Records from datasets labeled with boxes
......

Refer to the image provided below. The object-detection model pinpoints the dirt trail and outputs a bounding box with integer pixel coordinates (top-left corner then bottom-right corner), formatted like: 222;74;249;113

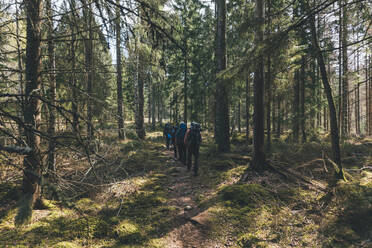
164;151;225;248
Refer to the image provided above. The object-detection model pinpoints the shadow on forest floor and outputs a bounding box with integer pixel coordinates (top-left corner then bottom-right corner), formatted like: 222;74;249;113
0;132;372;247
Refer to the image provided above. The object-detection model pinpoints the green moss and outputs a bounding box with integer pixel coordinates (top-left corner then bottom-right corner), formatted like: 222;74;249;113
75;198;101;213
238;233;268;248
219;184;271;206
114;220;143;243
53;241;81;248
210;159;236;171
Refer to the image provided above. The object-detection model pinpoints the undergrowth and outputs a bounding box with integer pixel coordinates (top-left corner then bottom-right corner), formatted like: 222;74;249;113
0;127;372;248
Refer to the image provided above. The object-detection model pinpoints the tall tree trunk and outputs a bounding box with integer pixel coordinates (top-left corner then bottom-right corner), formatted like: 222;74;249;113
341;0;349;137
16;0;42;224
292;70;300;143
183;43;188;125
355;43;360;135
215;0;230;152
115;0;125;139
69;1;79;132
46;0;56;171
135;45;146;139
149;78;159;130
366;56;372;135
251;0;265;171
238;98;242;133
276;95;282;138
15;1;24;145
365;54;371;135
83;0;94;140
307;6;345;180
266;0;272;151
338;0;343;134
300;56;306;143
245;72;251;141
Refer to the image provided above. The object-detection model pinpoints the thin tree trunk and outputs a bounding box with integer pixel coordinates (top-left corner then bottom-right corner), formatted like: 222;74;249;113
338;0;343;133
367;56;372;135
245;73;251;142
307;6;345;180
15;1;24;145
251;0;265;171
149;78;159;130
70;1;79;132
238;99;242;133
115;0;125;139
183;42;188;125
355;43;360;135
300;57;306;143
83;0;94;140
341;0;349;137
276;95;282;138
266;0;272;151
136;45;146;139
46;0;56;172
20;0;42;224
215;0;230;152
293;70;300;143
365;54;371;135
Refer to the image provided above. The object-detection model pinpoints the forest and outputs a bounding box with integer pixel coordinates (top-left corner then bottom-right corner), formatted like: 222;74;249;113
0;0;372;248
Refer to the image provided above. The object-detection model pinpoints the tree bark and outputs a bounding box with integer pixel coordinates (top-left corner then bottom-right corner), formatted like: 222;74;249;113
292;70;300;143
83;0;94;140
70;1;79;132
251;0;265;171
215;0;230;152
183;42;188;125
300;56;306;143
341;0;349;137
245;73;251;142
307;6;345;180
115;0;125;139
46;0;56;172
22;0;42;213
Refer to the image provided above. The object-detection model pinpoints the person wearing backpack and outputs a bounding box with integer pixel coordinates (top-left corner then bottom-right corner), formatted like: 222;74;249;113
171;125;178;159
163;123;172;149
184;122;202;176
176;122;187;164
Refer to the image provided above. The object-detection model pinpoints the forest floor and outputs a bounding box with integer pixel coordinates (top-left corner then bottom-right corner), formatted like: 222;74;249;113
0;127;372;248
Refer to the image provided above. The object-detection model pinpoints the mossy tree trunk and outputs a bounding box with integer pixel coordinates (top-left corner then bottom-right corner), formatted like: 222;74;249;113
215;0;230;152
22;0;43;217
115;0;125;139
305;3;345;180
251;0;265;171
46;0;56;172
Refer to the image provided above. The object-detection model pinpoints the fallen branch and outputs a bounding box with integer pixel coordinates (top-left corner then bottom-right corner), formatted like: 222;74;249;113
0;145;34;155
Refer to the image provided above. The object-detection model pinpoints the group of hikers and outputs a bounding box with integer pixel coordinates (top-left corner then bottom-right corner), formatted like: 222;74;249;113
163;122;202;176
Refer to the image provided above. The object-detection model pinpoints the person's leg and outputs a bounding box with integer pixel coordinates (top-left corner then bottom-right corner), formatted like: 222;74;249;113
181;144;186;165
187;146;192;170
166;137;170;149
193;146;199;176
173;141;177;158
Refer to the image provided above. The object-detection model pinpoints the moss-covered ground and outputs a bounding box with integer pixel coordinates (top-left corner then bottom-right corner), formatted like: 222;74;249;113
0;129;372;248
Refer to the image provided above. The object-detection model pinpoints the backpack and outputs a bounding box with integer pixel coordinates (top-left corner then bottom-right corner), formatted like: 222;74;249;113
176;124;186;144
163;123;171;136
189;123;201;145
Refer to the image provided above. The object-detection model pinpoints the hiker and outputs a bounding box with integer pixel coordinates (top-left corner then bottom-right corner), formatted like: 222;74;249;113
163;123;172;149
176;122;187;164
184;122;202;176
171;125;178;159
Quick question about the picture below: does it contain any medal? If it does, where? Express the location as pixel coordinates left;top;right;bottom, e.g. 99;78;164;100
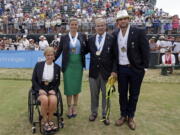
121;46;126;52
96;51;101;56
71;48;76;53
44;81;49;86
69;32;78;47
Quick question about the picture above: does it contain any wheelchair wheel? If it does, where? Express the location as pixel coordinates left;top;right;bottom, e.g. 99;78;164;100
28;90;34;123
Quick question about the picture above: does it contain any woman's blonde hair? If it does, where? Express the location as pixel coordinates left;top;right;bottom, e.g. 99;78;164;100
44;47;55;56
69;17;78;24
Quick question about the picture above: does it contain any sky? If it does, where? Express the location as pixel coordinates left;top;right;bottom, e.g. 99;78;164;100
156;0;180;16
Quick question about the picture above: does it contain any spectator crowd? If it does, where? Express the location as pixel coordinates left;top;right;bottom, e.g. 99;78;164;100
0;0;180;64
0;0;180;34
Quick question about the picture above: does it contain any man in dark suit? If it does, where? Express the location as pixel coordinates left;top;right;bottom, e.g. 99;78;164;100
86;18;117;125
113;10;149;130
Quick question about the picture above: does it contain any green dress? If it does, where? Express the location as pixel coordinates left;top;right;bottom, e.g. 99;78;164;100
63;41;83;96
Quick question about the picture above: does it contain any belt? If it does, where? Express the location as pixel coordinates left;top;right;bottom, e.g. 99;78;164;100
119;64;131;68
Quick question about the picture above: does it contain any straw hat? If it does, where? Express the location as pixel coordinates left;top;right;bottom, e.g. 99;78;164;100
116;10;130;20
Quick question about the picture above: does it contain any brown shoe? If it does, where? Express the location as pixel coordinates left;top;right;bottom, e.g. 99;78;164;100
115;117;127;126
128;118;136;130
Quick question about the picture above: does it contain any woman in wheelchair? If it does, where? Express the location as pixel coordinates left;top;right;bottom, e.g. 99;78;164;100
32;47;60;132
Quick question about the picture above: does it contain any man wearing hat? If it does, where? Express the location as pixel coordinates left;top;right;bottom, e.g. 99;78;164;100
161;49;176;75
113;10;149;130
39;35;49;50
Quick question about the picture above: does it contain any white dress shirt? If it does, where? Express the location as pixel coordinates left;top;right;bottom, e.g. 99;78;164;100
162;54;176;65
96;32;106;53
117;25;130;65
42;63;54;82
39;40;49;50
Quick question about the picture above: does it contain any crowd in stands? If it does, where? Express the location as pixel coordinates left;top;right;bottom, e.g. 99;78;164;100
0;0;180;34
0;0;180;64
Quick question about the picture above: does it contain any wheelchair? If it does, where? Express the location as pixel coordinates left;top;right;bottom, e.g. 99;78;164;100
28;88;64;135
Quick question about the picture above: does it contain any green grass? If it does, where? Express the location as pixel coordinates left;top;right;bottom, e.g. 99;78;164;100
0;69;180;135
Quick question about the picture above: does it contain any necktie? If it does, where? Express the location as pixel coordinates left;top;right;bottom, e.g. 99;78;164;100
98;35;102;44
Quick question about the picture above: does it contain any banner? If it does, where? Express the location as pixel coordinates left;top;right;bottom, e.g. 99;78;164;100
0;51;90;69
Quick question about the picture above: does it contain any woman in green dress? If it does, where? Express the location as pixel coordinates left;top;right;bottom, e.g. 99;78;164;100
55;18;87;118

......

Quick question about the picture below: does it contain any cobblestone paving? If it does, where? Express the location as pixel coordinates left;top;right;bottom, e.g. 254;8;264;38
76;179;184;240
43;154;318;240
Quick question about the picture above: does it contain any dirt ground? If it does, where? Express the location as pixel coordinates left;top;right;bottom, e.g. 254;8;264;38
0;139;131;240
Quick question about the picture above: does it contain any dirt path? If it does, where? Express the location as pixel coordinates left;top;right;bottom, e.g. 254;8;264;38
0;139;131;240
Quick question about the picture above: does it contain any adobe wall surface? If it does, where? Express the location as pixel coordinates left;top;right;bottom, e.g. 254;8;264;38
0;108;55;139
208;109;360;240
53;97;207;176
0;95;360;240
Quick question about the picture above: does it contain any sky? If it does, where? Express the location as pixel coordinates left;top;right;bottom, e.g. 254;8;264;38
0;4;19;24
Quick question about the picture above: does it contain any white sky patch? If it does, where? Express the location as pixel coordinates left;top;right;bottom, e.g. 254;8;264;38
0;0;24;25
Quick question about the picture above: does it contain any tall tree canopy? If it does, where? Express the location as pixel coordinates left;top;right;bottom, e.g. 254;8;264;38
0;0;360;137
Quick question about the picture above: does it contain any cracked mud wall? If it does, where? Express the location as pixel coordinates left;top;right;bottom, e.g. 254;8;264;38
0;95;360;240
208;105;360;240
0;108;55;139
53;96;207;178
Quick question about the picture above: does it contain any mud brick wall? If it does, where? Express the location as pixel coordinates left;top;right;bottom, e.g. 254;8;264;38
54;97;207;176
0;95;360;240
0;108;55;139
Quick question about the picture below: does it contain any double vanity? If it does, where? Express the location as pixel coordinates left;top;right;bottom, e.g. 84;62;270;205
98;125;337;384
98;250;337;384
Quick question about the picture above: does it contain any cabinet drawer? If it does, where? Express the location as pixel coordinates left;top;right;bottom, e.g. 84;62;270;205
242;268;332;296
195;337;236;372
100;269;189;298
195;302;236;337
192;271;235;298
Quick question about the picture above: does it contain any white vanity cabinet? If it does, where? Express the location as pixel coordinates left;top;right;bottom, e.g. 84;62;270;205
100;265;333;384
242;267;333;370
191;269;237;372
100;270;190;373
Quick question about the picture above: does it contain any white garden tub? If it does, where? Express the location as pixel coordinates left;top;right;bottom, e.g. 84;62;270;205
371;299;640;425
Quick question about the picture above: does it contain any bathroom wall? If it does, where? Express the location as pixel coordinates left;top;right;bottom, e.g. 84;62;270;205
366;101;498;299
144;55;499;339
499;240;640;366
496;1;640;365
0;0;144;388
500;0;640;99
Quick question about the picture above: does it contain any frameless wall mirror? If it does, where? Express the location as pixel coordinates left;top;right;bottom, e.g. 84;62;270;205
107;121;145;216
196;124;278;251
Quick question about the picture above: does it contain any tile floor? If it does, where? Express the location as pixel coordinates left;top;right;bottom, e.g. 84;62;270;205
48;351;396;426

......

● **CHALLENGE**
Copy the lines word for word, starting at the line containing "pinpoints the person's" and ending at the line containing "69;32;78;47". Omit the pictures from your copy.

● **PROBLEM SOLUTION**
Refer to the image provided above. The object-detection model pinpoints the person's leg and outputs a bounding box with integer pixel coordinates (top-left corner then bottom-right corner), formatted like: 222;74;249;113
181;144;186;165
187;146;192;170
166;137;170;149
193;146;199;176
173;141;177;158
Refer to the image provided above. The object-detection model pinpoints the moss-covered ground and outputs a bounding box with integer pixel coordinates (top-left corner then bottom-right corner), formatted like: 222;74;249;113
0;129;372;248
Refer to the image provided above. The object-detection model pinpoints the backpack and outputs a bounding box with integer pixel coordinates (top-left corner then bottom-right corner), formatted like: 222;74;249;113
176;124;186;144
163;123;171;136
189;123;201;145
Refer to the image provided above. The object-detection model pinpoints the hiker and outputs a bounding box with integer pixel coordinates (top-left corner then bottom-right corner), formatted like: 222;74;249;113
163;123;172;149
176;122;187;164
184;122;202;176
171;125;178;159
Quick question about the picture below: does it contain any medal? If it does, where? Express the location as pixel coordinates left;top;right;bottom, e.g. 99;78;164;100
121;46;126;52
96;51;101;56
71;48;76;53
44;81;49;86
69;32;78;47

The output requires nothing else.